## begin Text section
Local News – British Caribbean Community Stories & Events | British Caribbean News

Long-delayed EE sewer system promised soon

19 February 2026
This content originally appeared on The BVI Beacon.
Promote your business

Elected leaders and other residents gathered in Long Swamp on Tuesday to inaugurate a pump station that takes East End and Long Look one step closer to getting a 5,000-population sewage system that has been delayed for more than two decades.

At the facility, which is located next to the village’s police station, Cabinet members and other leaders stood in the shade of awnings to commemorate the milestone with a ribbon-cutting ceremony.

“Just last week during testing, water was successfully pumped from this very station all the way to Paraquita Bay,” said Communications and Works Minister Kye Rymer. “The pathway is clear. The system is ready. It works. It only now needs to be fed with sewage.”

After a few more weeks of testing, he added, the government will fully commission the Paraquita Bay treatment plant and begin processing sewage from East End.

The Long Swamp pump station (above) was commissioned on Tuesday. (Photo: GIS)
Four pillars

The construction of the full sewage system includes four pillars, Mr. Rymer said.

The first is the Paraquita Bay sewage plant that was completed around 2015 by the United Kingdom-based company Biwater, which also built another sewage plant at Burt Point and the desalination plant at Paraquita Bay.

The Paraquita Bay sewage plant, however, was not commissioned because the government never connected it to East End as planned, and it sustained damage in Hurricane Irma in 2017.

Now it is ready to go, according to Mr Rymer.

“We’ve invested in repairing that facility,” he said Tuesday. “We replaced all the damaged components and upgraded the entire system. All repairs have been completed, individually tested, and are in good working condition. And it is soon to be officially commissioned.”
## end Text section
## begin Data rows
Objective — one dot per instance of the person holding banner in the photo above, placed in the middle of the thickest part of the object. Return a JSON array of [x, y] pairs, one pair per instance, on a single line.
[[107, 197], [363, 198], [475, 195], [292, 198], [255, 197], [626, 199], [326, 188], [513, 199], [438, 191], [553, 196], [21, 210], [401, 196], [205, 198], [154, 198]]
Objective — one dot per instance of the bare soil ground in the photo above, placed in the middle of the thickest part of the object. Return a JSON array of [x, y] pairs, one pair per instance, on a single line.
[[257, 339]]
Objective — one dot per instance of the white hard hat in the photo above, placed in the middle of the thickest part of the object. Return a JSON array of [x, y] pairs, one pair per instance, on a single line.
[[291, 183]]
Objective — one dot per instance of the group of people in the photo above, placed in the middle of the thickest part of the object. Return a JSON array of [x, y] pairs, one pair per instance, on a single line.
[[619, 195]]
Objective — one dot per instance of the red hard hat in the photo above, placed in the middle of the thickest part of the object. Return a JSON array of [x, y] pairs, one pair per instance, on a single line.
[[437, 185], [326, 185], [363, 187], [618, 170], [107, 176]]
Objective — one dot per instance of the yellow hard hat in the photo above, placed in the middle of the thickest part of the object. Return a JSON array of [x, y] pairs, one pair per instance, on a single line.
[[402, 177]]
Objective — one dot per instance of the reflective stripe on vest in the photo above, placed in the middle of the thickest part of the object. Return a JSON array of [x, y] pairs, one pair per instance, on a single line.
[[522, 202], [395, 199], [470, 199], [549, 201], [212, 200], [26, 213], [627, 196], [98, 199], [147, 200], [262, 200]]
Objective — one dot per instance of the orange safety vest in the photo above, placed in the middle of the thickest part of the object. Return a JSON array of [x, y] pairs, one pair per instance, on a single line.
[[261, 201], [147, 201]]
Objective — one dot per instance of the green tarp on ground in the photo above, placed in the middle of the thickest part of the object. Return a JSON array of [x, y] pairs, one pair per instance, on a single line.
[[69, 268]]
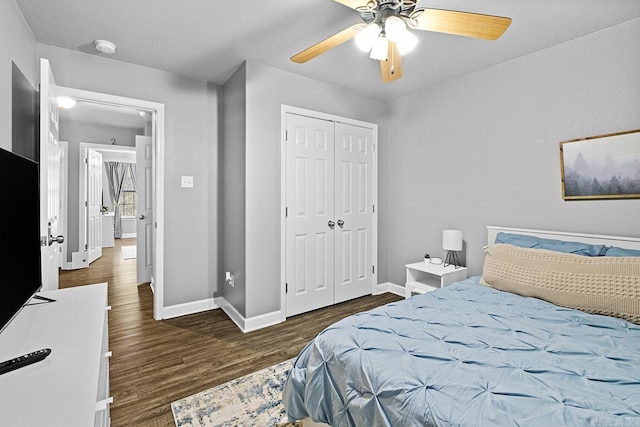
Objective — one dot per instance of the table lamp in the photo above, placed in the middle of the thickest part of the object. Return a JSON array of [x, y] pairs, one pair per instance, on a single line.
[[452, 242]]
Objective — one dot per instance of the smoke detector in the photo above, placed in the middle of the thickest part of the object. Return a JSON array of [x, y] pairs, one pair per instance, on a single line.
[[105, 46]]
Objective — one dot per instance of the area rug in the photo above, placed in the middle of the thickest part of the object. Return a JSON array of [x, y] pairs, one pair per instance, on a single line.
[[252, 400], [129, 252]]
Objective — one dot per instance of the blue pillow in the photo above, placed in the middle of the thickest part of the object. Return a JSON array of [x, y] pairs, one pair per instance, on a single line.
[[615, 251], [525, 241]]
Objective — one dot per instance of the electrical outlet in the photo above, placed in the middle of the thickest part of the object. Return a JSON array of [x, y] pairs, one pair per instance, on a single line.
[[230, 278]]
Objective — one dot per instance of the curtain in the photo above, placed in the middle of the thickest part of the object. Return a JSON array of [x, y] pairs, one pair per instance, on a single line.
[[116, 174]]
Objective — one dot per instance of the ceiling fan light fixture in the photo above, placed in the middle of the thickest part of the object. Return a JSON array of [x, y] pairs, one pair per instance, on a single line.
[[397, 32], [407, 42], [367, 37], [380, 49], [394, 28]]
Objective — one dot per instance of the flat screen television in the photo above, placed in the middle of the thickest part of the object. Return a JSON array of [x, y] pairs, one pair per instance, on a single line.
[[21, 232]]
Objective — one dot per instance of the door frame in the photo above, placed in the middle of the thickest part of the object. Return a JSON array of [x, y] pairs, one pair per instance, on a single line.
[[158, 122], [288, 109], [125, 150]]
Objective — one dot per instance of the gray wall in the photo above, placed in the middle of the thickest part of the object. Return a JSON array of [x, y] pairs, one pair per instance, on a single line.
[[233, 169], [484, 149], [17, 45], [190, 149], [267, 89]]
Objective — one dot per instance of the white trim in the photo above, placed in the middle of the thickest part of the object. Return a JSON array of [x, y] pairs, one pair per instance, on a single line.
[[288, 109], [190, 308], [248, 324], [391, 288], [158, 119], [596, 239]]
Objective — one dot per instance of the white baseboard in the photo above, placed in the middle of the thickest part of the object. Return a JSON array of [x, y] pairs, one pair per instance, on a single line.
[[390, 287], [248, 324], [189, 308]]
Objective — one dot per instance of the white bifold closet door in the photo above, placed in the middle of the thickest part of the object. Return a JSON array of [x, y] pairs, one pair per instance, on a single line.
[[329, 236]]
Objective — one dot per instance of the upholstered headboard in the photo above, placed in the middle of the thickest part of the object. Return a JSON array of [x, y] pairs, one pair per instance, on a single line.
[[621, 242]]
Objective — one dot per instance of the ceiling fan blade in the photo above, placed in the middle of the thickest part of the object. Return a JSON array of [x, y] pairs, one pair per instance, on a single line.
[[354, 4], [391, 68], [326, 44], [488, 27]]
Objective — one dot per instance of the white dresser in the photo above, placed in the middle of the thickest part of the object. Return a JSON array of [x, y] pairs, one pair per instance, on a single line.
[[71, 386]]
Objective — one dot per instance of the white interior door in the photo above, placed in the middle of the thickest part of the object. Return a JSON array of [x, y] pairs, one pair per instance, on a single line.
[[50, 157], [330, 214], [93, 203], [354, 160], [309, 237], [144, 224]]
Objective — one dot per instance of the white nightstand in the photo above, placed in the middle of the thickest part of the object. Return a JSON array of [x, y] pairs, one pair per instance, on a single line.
## end Data rows
▶ **The tasks**
1: Answer these from the East End sewer article:
(a) Next to what building is the Long Swamp pump station located?
(b) During testing last week, to what place was water pumped from the station?
(c) Which company completed the Paraquita Bay sewage plant?
2: Retype the passage of the East End sewer article that begins at the words "At the facility, which" and stops after "a ribbon-cutting ceremony.".
The records have nothing to do with the text.

▶ **Task solutions**
1:
(a) The village's police station.
(b) Paraquita Bay.
(c) Biwater, a United Kingdom-based company.

2:
At the facility, which is located next to the village’s police station, Cabinet members and other leaders stood in the shade of awnings to commemorate the milestone with a ribbon-cutting ceremony.